## ABOUT THIS TASK
In the article on discussing coronavirus with kids, what age range does Chang give for the younger children who don't need many details?

Stay calm and confident
Texas health expert shares 5 tips for discussing coronavirus with kids
As the coronavirus pandemic continues to dominate news, and every day brings a new disruption to life, it's natural that people are anxious about what's next. While many of us are reeling from the uncertainty, there is one group that might be feeling especially anxious: our kids.
"Practice saying 'I don't know,'" he says. "That's hard for parents to say, but it's important to take stock of what you do know and what you don't. What you want to convey to children is that you are aware of all that is happening and you will stay up to date and do your best to find out as many answers as you can."
Stick to the basics
Chang notes that younger children (those under 10) don't need to be bogged down with lots of details. "There's a new germ spreading around and making people sick, and everything that is happening now, school closings and having gymnastics class canceled, is all part of helping to stop spread the germ and to keep people safe," should do as a basic explanation.
Assure kids that they'll be safe
"Kids younger than about 7 or 8 will be focused on their world," says Chang. "So what parents need to do is reassure them that people are thinking about this and working to bring it all under control."
Get older kids in on the empathy
Teens and preteens will look at the pandemic very differently. They will be much more likely to see how it affects them and their world. They also might see the entire thing as unfair. It's unfair that prom might be canceled. It's unfair they can't go to sports practices and meets. It's unfair that they can't be with their friends.
Above all, Chang advises, acknowledge those feelings and realize this is not the time for a lecture about how life is unfair. However, he says, older kids are becoming more attuned to a sense of justice, and that can work for families in terms of discussion.

Segmentation mask data:
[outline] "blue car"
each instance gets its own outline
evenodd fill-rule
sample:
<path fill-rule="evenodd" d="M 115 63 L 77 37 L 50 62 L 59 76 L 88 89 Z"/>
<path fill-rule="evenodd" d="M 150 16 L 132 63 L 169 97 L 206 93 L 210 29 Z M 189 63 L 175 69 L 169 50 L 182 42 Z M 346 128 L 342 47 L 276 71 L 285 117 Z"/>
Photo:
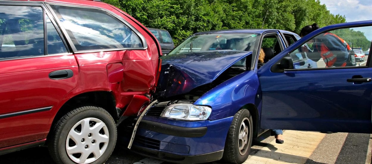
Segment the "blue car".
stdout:
<path fill-rule="evenodd" d="M 310 41 L 325 32 L 352 38 L 362 30 L 350 41 L 371 46 L 372 21 L 327 26 L 298 41 L 273 29 L 191 36 L 161 58 L 159 102 L 141 121 L 131 149 L 177 163 L 241 164 L 265 129 L 371 133 L 371 56 L 364 66 L 326 66 Z M 266 63 L 259 68 L 261 48 Z"/>

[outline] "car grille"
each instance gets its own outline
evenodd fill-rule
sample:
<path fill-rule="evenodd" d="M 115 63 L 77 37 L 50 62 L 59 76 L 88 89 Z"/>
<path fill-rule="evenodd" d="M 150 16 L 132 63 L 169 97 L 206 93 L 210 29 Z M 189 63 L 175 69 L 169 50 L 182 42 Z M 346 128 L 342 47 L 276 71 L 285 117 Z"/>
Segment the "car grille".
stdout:
<path fill-rule="evenodd" d="M 136 145 L 159 150 L 160 149 L 160 141 L 136 135 L 134 138 L 133 144 Z"/>
<path fill-rule="evenodd" d="M 163 110 L 165 108 L 164 107 L 151 107 L 147 111 L 146 115 L 150 116 L 160 117 L 160 114 L 163 112 Z"/>

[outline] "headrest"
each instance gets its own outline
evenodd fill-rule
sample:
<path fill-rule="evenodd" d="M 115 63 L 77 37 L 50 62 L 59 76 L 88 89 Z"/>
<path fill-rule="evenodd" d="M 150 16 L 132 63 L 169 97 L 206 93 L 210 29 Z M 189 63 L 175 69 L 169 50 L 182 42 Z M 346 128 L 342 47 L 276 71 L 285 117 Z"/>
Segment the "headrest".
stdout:
<path fill-rule="evenodd" d="M 266 63 L 274 57 L 274 51 L 271 48 L 263 48 L 262 49 L 265 53 L 265 58 L 263 59 L 263 62 Z"/>

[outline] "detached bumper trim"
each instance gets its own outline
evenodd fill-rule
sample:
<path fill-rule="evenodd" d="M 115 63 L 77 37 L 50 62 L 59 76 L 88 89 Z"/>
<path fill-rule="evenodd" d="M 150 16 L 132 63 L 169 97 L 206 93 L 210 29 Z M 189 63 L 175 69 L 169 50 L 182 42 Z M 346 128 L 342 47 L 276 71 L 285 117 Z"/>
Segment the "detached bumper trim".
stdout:
<path fill-rule="evenodd" d="M 197 155 L 187 156 L 174 154 L 151 150 L 134 145 L 131 150 L 144 156 L 162 161 L 180 164 L 205 163 L 222 158 L 224 150 Z"/>
<path fill-rule="evenodd" d="M 141 121 L 139 128 L 182 137 L 201 137 L 207 132 L 207 127 L 181 127 L 147 120 Z"/>

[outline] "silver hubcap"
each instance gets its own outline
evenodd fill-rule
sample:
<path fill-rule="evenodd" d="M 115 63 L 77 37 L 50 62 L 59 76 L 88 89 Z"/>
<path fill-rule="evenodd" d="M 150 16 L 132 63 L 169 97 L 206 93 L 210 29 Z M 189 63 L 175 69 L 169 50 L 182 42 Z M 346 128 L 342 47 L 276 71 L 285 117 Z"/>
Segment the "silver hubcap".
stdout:
<path fill-rule="evenodd" d="M 239 131 L 239 152 L 241 155 L 245 154 L 247 152 L 249 133 L 248 126 L 250 126 L 249 120 L 247 118 L 244 118 L 241 122 Z"/>
<path fill-rule="evenodd" d="M 107 127 L 100 120 L 92 117 L 81 120 L 73 127 L 67 135 L 67 155 L 76 163 L 94 161 L 107 148 L 109 136 Z"/>

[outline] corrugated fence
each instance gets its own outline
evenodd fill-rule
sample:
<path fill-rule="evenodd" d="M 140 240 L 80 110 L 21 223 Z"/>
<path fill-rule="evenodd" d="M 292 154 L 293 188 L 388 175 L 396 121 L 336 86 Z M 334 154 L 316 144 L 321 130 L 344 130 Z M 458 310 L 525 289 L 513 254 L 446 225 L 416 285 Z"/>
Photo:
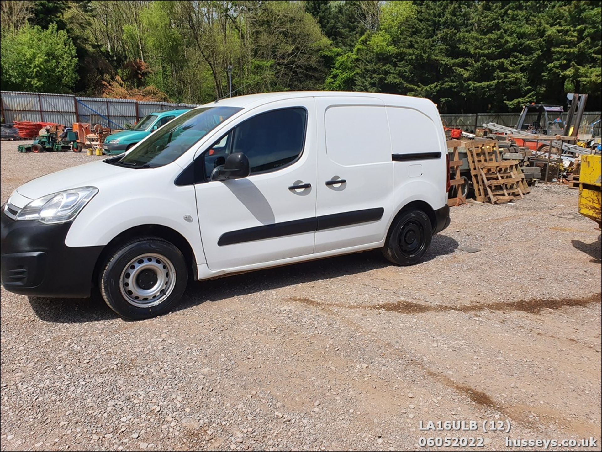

## SOLUTION
Children under 10.